Selected extract:
It's been a relief being home. I'd say I'm definitely still in the honeymoon phase, no matter how much US politics/judicial decisions have gotten me down. I haven't been having nightmares, and I haven't run into any fous yet!

I'll try to update more often about my readjustment.

Sunday, June 23, 2013

En route

At the boarding checkpoint for my last flight, the woman in front of me is being questioned in detail about her bags. I walk up to the second agent and he asks where I am coming from. 
Guinea, I reply. And how long was your stay?
Two years. He begins to ask if I am living and working in guinea. 
Not anymore, I say. I'm going home. 
He abruptly closes my passport, smiles, and says have a nice flight. 

I skip down the walkway. I'm going home! 

Saturday, June 15, 2013

Coming Home

I've gotten a lot of feedback recently on my "On Homesickness" post from last week, mostly about my use of the word "failute". What I was trying to say is that I am not thriving, not that I'm failing as a volunteer or a teacher. But I do feel that I have failed to feel like myself, a self that I could maintain. I guess it's sort of like running a half-marathon and realizing you can't run the full. I have limits, and I have seen them. And in a lot of ways, that's really good.

Exercises to complete:
(1) Reproduce word for word the stretch of the blog excerpt about returning home from "Sunday, June 23, 2013" through "was your stay?".
(2) Turn the paragraph of the blog excerpt about returning home that begins "At the boarding checkpoint for my last flight" into a short bulleted list that keeps its main facts.
(3) In the blog excerpt about returning home, list every question the second agent at the boarding checkpoint asks the writer.

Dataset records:
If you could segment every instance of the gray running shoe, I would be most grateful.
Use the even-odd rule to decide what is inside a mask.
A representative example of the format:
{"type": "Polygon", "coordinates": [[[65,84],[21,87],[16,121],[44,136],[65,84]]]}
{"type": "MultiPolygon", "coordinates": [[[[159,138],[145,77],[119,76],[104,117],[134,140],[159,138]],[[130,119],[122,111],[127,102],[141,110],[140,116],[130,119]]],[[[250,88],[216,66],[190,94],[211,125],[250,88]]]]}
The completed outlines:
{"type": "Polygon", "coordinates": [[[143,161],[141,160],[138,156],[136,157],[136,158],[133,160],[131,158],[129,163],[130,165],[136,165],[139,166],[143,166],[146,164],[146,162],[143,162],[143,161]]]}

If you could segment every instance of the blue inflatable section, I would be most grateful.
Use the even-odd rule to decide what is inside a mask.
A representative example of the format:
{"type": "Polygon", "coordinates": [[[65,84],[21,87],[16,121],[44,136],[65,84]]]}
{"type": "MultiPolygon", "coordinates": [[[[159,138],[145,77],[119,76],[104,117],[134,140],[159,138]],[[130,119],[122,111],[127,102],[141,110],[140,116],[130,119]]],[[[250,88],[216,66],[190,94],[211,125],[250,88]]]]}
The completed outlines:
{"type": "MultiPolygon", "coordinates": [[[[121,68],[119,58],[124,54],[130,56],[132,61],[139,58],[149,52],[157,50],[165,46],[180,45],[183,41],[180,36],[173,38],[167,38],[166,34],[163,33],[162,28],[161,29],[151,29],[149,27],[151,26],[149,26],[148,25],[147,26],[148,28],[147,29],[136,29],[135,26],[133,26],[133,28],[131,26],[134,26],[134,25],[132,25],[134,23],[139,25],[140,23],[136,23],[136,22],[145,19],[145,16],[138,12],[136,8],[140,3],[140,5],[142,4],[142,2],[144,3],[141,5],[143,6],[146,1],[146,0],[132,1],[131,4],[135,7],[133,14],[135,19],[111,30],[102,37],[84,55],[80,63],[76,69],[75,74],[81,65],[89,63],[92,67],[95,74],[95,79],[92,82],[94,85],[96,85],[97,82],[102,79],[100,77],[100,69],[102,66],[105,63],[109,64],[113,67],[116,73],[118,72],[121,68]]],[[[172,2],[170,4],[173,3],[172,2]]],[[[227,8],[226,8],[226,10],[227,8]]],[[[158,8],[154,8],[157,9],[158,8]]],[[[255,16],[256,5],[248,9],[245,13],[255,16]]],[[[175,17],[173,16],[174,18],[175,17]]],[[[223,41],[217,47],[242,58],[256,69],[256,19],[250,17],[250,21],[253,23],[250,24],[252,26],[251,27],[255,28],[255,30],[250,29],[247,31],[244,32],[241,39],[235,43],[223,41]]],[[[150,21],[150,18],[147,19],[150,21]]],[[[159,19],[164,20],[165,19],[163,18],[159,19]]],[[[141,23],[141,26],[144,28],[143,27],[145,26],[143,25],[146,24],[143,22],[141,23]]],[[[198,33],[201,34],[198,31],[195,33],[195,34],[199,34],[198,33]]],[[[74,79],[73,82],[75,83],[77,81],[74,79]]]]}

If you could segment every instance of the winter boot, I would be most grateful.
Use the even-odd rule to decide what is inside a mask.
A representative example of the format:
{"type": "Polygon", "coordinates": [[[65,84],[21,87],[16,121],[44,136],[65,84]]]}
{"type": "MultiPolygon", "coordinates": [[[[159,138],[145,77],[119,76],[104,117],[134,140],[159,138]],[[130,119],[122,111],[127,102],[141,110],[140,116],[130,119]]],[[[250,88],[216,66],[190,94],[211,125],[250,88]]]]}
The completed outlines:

Solved problems:
(1)
Sunday, June 23, 2013

En route

At the boarding checkpoint for my last flight, the woman in front of me is being questioned in detail about her bags. I walk up to the second agent and he asks where I am coming from. 
Guinea, I reply. And how long was your stay?

(2)
- At the boarding checkpoint for the last flight, the woman in front is questioned in detail about her bags.
- The second agent asks where the writer is coming from, and the answer is Guinea.
- The stay lasted two years.
- When asked about living and working in Guinea, the writer says not anymore and explains that they are going home.
- The agent abruptly closes the passport, smiles, and says to have a nice flight.

(3)
- Where the writer is coming from
- How long the stay was
- Whether the writer is living and working in Guinea